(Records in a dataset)
..............................
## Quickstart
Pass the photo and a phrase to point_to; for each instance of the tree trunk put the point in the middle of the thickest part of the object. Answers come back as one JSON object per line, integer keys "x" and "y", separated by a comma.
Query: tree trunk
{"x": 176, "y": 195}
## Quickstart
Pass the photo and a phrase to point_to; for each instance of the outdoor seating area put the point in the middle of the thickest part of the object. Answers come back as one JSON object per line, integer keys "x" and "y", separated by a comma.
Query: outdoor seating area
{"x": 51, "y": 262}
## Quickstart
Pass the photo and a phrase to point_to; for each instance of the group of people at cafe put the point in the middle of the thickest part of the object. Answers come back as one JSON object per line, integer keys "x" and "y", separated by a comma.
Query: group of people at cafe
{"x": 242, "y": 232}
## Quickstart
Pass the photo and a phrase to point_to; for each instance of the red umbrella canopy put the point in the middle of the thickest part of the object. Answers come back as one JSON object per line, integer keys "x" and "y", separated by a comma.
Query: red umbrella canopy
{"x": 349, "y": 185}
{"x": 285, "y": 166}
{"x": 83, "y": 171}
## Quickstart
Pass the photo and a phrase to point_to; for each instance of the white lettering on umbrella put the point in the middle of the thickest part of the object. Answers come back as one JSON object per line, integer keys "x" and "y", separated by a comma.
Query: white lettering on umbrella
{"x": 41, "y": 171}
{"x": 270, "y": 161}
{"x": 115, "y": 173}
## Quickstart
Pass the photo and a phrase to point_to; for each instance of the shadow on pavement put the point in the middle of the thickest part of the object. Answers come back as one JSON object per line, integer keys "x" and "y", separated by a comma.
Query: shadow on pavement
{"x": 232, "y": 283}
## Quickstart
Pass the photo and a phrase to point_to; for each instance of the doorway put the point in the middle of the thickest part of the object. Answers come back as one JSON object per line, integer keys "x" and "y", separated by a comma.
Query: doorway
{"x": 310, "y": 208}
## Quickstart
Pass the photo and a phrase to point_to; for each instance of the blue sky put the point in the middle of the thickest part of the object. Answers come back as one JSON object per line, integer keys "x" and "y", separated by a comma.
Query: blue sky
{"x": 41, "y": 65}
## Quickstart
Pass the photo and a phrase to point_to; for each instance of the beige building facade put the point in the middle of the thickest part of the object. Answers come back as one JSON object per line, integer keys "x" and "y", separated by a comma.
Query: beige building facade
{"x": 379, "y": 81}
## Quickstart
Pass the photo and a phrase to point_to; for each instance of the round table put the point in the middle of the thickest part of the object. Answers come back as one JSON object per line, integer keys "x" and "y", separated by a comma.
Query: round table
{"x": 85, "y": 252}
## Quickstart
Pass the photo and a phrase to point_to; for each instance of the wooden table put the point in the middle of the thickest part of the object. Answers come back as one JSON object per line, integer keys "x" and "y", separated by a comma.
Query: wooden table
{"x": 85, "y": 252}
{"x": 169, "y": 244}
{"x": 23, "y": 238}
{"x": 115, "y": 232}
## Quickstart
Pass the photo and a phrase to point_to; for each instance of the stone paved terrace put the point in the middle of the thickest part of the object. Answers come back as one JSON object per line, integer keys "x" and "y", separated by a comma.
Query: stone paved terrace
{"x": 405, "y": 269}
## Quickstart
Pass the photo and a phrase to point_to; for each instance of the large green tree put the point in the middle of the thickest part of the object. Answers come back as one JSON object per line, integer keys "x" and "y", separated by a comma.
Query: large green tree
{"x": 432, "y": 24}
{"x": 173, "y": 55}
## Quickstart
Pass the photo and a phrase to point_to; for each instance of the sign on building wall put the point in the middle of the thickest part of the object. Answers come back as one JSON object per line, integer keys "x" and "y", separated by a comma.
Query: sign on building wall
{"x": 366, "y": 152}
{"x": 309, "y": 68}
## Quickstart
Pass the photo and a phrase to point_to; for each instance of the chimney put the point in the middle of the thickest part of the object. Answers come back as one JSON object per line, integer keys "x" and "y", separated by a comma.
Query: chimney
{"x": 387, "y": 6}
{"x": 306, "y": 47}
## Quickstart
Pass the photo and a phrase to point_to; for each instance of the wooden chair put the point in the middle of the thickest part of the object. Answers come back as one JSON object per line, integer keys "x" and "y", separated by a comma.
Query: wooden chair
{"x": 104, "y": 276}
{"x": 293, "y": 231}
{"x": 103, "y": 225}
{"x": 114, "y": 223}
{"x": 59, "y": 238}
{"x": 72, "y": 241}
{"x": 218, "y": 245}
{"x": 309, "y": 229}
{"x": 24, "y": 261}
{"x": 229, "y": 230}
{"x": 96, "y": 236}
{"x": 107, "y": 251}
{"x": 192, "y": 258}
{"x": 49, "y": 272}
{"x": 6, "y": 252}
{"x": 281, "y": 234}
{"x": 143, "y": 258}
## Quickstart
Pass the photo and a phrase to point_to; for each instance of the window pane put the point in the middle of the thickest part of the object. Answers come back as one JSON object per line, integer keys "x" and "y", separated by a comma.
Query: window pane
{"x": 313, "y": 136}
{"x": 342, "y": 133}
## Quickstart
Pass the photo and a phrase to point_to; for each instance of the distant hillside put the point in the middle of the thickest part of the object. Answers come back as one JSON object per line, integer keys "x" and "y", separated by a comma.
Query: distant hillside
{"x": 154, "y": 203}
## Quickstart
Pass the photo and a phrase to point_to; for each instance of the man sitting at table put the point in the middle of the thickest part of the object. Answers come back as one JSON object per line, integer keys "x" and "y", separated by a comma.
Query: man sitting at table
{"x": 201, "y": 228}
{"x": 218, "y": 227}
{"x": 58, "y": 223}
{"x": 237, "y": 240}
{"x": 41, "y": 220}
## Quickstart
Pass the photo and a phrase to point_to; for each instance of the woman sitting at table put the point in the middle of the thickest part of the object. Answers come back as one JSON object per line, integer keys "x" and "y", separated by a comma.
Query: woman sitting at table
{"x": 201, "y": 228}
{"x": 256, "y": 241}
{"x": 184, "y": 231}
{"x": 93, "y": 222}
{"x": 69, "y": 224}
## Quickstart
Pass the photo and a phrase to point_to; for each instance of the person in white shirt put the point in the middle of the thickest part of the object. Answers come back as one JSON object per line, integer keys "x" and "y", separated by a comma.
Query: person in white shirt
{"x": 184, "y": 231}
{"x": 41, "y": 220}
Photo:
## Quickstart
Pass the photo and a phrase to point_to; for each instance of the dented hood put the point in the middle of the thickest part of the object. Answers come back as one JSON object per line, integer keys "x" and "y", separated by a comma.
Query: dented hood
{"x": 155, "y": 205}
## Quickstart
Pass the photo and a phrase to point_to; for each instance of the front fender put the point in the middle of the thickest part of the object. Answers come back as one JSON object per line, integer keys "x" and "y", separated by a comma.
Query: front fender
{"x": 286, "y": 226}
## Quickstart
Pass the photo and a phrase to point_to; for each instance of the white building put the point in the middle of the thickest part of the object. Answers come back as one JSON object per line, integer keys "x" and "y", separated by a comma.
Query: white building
..............................
SET PROBLEM: Pull out every line of the listing that contains the string "shadow", treating uppercase and lowercase as different.

TASK RESPONSE:
Pass the photo and a phrase to point_to; for each instance of the shadow on pavement put the point in the middle of the thickest part of the object. Answers come back as one JSON object per line, integer keys "x" and "y", separated by a comma.
Query: shadow on pavement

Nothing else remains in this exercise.